Exercise aim: The required result is the exact run of lines beginning at the one containing "Annotation spec v3.2 — short" and ending at the last line of the entries.

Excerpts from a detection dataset

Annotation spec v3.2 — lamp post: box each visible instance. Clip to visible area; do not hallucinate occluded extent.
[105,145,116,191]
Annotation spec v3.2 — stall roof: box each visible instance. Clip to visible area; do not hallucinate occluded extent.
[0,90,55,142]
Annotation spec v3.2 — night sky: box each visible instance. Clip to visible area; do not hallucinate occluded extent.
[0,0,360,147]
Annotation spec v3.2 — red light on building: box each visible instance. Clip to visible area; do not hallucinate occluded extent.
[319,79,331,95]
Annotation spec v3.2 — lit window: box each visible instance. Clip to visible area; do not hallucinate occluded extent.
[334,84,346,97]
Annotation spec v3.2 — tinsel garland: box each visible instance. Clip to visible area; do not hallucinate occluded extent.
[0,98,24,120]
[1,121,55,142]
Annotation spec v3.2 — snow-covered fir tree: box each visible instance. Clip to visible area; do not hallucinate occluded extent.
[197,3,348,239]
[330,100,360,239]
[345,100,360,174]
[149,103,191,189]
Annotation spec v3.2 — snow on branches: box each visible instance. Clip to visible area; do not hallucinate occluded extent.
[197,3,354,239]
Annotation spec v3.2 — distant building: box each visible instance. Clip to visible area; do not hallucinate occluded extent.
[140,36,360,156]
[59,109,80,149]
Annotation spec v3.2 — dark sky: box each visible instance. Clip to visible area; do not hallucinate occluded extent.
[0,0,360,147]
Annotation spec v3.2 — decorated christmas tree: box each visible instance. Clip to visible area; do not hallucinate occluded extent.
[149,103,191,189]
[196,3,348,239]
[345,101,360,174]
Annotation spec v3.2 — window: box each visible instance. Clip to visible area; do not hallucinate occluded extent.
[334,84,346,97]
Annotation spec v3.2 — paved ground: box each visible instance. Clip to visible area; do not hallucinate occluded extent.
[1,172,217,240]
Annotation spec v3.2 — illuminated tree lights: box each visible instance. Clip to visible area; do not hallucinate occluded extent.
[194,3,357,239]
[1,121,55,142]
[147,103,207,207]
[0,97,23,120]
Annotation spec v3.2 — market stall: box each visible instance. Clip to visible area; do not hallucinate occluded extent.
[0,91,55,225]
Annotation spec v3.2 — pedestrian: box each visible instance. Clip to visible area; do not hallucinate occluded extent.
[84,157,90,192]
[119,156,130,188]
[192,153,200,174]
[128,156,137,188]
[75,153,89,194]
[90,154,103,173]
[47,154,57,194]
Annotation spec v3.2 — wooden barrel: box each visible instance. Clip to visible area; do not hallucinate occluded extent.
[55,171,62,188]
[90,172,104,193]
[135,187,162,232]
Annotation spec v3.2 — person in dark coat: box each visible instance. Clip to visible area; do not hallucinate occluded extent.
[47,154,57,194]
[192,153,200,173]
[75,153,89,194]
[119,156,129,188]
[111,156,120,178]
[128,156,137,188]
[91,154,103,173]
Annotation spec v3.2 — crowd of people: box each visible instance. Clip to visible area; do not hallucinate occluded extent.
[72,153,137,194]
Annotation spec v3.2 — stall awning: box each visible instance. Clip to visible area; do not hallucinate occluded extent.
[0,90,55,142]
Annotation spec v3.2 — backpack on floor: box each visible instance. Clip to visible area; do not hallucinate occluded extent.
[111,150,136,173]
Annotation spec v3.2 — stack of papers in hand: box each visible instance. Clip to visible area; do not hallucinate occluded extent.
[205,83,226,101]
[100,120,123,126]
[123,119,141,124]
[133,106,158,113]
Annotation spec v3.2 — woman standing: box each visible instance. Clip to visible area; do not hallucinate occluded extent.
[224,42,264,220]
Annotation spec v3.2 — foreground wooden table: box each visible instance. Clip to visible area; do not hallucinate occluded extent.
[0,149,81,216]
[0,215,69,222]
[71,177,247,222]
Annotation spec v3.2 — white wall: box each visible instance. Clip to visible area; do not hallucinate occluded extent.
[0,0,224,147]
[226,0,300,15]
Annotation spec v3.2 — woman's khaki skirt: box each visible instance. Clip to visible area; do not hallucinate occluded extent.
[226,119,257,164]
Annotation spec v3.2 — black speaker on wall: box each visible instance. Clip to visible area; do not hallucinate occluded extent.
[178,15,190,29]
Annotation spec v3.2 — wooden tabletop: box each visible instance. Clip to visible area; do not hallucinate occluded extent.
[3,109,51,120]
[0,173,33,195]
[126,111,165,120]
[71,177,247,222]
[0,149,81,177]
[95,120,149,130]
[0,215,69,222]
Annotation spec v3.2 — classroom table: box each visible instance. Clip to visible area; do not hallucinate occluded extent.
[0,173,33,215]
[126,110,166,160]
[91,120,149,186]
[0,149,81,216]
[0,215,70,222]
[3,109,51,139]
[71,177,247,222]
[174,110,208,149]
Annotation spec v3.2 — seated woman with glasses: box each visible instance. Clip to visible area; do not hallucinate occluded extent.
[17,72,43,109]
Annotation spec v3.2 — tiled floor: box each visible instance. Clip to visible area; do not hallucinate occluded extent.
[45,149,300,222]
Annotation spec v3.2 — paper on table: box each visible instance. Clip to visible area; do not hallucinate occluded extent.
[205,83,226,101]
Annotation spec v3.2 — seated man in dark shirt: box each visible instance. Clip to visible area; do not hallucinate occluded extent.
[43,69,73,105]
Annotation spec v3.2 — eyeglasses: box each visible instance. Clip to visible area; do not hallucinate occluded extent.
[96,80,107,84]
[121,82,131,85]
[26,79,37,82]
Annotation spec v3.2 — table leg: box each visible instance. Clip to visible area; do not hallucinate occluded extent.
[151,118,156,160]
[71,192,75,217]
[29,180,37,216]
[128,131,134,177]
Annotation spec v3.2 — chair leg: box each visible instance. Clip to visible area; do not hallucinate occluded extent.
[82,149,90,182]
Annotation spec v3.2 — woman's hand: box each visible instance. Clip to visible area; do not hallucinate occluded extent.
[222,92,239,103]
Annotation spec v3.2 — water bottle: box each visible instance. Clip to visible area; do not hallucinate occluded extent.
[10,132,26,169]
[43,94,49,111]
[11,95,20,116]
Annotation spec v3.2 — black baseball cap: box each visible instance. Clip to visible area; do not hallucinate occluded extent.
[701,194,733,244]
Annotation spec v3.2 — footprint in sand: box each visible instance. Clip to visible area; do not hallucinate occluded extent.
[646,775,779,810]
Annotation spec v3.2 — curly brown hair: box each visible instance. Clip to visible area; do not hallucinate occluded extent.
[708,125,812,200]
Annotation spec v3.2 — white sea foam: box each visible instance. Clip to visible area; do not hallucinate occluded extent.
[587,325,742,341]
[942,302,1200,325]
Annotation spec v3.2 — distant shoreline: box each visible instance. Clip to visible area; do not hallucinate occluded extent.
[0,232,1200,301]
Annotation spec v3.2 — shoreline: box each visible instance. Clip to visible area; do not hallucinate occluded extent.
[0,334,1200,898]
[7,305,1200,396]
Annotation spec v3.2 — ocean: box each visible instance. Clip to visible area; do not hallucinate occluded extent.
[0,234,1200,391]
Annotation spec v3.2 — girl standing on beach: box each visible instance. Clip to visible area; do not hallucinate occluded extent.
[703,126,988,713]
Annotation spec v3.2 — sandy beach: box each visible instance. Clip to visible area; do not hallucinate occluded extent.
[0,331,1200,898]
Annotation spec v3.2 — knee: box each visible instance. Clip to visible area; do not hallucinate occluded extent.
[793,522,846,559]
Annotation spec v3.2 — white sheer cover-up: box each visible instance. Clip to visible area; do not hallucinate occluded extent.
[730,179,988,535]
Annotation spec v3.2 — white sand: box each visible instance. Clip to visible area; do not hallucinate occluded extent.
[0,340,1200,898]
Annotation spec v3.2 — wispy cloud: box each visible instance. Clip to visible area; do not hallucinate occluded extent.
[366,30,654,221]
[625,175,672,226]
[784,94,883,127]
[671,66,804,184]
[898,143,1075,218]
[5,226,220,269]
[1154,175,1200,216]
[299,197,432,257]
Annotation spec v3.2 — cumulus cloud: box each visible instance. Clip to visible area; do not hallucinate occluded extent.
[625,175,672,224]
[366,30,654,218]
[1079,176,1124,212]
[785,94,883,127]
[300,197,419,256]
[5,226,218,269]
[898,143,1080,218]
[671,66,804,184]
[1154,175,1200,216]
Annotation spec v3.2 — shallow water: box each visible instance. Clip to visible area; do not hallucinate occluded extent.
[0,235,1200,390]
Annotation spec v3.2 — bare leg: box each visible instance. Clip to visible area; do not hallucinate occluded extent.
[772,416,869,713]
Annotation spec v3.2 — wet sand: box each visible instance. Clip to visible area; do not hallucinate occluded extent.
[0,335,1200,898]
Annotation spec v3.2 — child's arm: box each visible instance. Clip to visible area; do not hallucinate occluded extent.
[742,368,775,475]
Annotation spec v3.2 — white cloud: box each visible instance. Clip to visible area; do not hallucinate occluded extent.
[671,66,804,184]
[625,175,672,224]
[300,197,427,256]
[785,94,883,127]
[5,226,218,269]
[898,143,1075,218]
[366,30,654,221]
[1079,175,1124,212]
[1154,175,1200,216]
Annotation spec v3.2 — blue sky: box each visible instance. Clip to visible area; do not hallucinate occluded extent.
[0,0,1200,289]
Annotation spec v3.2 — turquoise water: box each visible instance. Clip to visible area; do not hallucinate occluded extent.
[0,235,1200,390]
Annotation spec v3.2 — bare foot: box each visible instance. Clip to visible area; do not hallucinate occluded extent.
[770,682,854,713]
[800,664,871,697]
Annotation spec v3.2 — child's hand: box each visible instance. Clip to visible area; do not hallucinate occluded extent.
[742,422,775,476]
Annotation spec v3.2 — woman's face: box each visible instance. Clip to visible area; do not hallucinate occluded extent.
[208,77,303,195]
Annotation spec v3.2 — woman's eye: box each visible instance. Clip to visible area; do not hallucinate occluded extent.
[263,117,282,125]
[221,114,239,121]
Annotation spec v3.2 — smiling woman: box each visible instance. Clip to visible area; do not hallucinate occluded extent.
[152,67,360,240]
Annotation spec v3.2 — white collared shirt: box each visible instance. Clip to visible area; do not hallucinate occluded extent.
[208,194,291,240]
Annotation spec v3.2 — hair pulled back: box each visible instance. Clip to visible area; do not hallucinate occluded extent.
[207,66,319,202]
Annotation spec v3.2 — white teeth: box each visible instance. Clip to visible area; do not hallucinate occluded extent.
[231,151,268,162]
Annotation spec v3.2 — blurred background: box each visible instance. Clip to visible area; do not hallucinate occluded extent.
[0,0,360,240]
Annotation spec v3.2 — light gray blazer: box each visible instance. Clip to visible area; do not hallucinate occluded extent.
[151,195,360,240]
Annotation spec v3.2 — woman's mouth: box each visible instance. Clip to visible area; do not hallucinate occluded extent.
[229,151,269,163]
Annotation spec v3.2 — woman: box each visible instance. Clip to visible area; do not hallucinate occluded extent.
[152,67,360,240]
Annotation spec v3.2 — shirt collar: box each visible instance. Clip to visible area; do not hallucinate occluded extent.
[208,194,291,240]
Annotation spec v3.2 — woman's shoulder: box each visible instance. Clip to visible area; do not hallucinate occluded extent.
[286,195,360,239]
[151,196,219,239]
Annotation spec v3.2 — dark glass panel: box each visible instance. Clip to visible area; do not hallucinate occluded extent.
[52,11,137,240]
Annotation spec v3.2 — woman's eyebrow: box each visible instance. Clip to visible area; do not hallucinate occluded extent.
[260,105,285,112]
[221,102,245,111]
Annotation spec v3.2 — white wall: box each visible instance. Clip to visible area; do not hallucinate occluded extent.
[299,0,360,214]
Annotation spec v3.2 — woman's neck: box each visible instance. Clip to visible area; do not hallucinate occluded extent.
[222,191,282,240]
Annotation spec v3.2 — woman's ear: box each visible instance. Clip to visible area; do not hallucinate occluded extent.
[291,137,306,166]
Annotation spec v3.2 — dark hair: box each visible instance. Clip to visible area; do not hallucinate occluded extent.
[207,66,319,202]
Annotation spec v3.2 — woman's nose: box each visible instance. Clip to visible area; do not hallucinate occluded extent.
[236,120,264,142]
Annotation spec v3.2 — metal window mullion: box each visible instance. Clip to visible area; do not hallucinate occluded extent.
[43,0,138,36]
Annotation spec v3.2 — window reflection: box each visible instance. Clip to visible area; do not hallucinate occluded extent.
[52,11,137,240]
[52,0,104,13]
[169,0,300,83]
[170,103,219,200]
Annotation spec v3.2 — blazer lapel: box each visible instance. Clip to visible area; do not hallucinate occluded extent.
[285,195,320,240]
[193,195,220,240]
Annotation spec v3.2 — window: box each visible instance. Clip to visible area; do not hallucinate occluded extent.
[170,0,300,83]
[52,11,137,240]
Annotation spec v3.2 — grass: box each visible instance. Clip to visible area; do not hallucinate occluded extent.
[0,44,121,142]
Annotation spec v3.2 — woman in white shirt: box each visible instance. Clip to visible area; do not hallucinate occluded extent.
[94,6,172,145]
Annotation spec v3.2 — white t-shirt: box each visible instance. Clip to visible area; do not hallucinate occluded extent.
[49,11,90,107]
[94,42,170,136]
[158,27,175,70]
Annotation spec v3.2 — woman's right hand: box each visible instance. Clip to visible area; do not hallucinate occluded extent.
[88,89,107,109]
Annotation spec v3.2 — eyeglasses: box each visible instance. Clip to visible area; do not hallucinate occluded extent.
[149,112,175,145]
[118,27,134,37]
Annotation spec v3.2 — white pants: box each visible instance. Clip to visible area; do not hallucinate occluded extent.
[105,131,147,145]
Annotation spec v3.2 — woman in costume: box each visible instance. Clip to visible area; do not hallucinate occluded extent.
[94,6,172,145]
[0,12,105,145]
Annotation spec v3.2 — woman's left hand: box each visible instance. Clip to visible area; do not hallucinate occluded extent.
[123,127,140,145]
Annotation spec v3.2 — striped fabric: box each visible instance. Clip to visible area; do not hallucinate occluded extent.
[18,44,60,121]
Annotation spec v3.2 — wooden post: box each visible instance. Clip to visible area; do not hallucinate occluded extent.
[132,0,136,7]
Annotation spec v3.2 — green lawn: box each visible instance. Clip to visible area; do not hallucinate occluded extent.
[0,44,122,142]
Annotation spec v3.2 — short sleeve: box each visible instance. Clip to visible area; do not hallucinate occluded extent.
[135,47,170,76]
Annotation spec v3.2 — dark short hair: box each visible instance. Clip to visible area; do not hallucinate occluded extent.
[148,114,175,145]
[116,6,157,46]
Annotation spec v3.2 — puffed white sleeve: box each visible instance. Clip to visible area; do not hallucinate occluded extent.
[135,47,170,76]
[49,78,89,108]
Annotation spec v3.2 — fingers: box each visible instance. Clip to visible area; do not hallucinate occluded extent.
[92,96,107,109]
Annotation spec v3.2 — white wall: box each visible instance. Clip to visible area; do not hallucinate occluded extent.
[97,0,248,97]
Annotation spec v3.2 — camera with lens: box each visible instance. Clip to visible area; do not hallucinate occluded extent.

Correct result:
Annotation spec v3.2 — short sleeve: box each visible instance. Clip to visible area; do not hallucinate occluded extent.
[135,47,170,76]
Annotation spec v3.2 — dark short hair: box each visible instance. Clip to visible area; do not hallucinate occluded extent.
[148,114,175,145]
[116,6,157,46]
Annotation spec v3.2 — puffed white sleeve: box each visible instance. Clip to visible area; do not hallucinate occluded extent.
[135,47,170,76]
[49,78,89,108]
Annotation spec v3.2 — fingers: box each visible instance. Clip to visible area; do not hallucinate occluded extent.
[92,96,107,109]
Annotation spec v3.2 — white wall: box each visible instance. Clip to visible area; do not hallucinate occluded extent.
[97,0,248,97]
Annotation spec v3.2 — camera with lens: box each visible instance. Clip to visible area; do not hallucinate occluded extent.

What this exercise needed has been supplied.